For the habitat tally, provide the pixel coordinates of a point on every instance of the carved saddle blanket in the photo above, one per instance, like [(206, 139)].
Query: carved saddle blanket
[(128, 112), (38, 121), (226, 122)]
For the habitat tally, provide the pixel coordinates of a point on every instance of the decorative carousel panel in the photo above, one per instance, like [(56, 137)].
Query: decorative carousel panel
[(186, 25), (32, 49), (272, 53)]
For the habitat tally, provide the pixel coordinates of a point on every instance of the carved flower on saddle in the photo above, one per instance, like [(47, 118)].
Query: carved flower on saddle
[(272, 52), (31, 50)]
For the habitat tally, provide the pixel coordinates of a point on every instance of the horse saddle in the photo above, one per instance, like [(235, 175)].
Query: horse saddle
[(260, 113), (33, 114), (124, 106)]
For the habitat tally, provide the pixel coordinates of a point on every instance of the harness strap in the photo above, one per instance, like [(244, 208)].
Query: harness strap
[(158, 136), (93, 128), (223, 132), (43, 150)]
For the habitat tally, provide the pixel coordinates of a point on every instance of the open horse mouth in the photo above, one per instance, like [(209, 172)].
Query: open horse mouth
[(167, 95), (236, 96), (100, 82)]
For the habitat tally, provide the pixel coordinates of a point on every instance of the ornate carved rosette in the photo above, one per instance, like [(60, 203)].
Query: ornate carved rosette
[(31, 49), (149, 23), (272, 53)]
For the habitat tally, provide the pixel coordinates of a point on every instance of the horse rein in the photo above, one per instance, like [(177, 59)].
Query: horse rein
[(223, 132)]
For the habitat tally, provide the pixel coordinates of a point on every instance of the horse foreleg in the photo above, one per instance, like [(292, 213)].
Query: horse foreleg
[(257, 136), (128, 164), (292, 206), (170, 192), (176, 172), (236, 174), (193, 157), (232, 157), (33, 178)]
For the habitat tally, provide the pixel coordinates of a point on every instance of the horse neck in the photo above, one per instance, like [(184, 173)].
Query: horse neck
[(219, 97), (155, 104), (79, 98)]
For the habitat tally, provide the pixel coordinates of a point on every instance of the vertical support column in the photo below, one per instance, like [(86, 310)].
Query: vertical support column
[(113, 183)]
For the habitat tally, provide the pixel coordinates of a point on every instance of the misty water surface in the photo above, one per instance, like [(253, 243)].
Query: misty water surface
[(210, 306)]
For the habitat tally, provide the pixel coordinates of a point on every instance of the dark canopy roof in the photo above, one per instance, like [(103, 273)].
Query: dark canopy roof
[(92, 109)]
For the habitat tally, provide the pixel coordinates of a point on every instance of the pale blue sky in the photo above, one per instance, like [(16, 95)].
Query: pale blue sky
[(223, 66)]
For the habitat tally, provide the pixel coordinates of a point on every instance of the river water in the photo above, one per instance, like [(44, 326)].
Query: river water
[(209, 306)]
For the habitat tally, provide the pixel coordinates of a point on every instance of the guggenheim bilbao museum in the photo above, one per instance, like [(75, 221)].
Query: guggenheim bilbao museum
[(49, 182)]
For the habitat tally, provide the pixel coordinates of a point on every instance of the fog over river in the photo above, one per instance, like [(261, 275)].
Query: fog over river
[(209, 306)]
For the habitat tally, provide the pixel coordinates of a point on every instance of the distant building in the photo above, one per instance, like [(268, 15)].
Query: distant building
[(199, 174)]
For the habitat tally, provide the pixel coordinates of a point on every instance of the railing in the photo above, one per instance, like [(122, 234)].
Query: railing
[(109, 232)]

* * * * * * * * *

## What the task requires
Every entry is to be restated word for word, with nothing dropped.

## Finished task
For the habitat tally, provide the pixel coordinates of a point on every instance of the carved saddle blanket in the photo above, one per instance, like [(206, 139)].
Query: carved saddle blanket
[(128, 112), (38, 121), (226, 122)]
For the habitat tally, provide the pixel coordinates of a point on every instance of the decorative carousel panel in the photo above, one per instance, like [(56, 137)].
Query: decorative carousel panel
[(186, 25), (32, 49), (272, 53)]
For the habitat tally, provide the pixel coordinates of a point on every instance of the carved flower on saddle in the photo above, one per instance, like [(47, 118)].
Query: carved flower on saddle
[(272, 52), (31, 50)]
For the habitat tally, provide the pixel coordinates of a point on every instance of the horse saddle in the photo above, one per instance, like [(235, 175)].
Query: horse saddle
[(260, 113), (33, 114), (124, 106)]
For the habitat tally, provide the pixel coordinates of a point on every instance of the harness strap in the photo above, one per instance, like [(244, 208)].
Query: harness strap
[(158, 136), (93, 128), (223, 132), (43, 150)]
For the habitat tally, provide the pixel coordinates of a point on every instance of the open horse mouth in the photo above, one per instance, like [(209, 172)].
Query: open horse mouth
[(167, 95), (236, 96), (100, 82)]
For the habitat tally, provide the pixel coordinates of a point on every instance of the ornate carved rosette in the photo above, one per instance, like [(60, 203)].
Query: ornate carved rosette
[(31, 49), (149, 23), (272, 53)]
For the habitat tally, provide the pixel coordinates of a point on every instance of the horse rein in the photo above, one per instance, like [(177, 59)].
Query: horse rein
[(223, 132)]
For the habitat tally, provide the pixel coordinates of a point on every instance of the horse foreleg in the photo above, one per instance, like [(292, 213)].
Query: horse foreleg
[(257, 136), (128, 164), (292, 206), (170, 192), (176, 172), (236, 174), (193, 157), (232, 157), (33, 178)]
For the habitat tally, provide the pixel coordinates of a point on every instance of the horse neck in the photo above, one per instance, like [(184, 173)].
Query: horse neck
[(219, 97), (155, 104), (79, 98)]
For the habitat tally, provide the pixel coordinates of a point on every instance of the vertical support column in the photo below, one per instance, like [(86, 310)].
Query: vertical support column
[(113, 183)]
For the habitat tally, provide the pixel coordinates of a point on every instance of the misty water surface in the photo above, one per instance, like [(253, 243)].
Query: misty water surface
[(210, 306)]
For the habitat tally, provide the pixel coordinates of a point on every instance of the dark canopy roof in the photo above, one per instance, like [(103, 273)].
Query: dark canopy roof
[(92, 109)]
For the habitat tally, provide the pixel coordinates of a point on every instance of the pale blue sky in the photo above, one per instance, like [(16, 95)].
Query: pale blue sky
[(223, 66)]
For the habitat tally, provide the pixel coordinates of a point on every instance of the river water in the photo above, one per instance, like [(44, 326)].
Query: river water
[(209, 306)]
For the habitat tally, provide the pixel coordinates of a point on every instance of the guggenheim bilbao museum in the photo above, one per instance, like [(75, 221)].
Query: guggenheim bilbao museum
[(49, 182)]
For the habitat tally, provide the pixel coordinates of a point on every instance of the fog over river in the photo above, one per instance, like [(261, 275)].
Query: fog over river
[(209, 306)]
For the habitat tally, provide the pixel coordinates of a point on every instance of the distant building in the photo above, one per instance, like [(268, 15)].
Query: distant building
[(199, 174)]
For the habitat tally, provide the pixel coordinates of a point on every instance of the railing in the photo above, one per instance, like [(122, 234)].
Query: railing
[(109, 232)]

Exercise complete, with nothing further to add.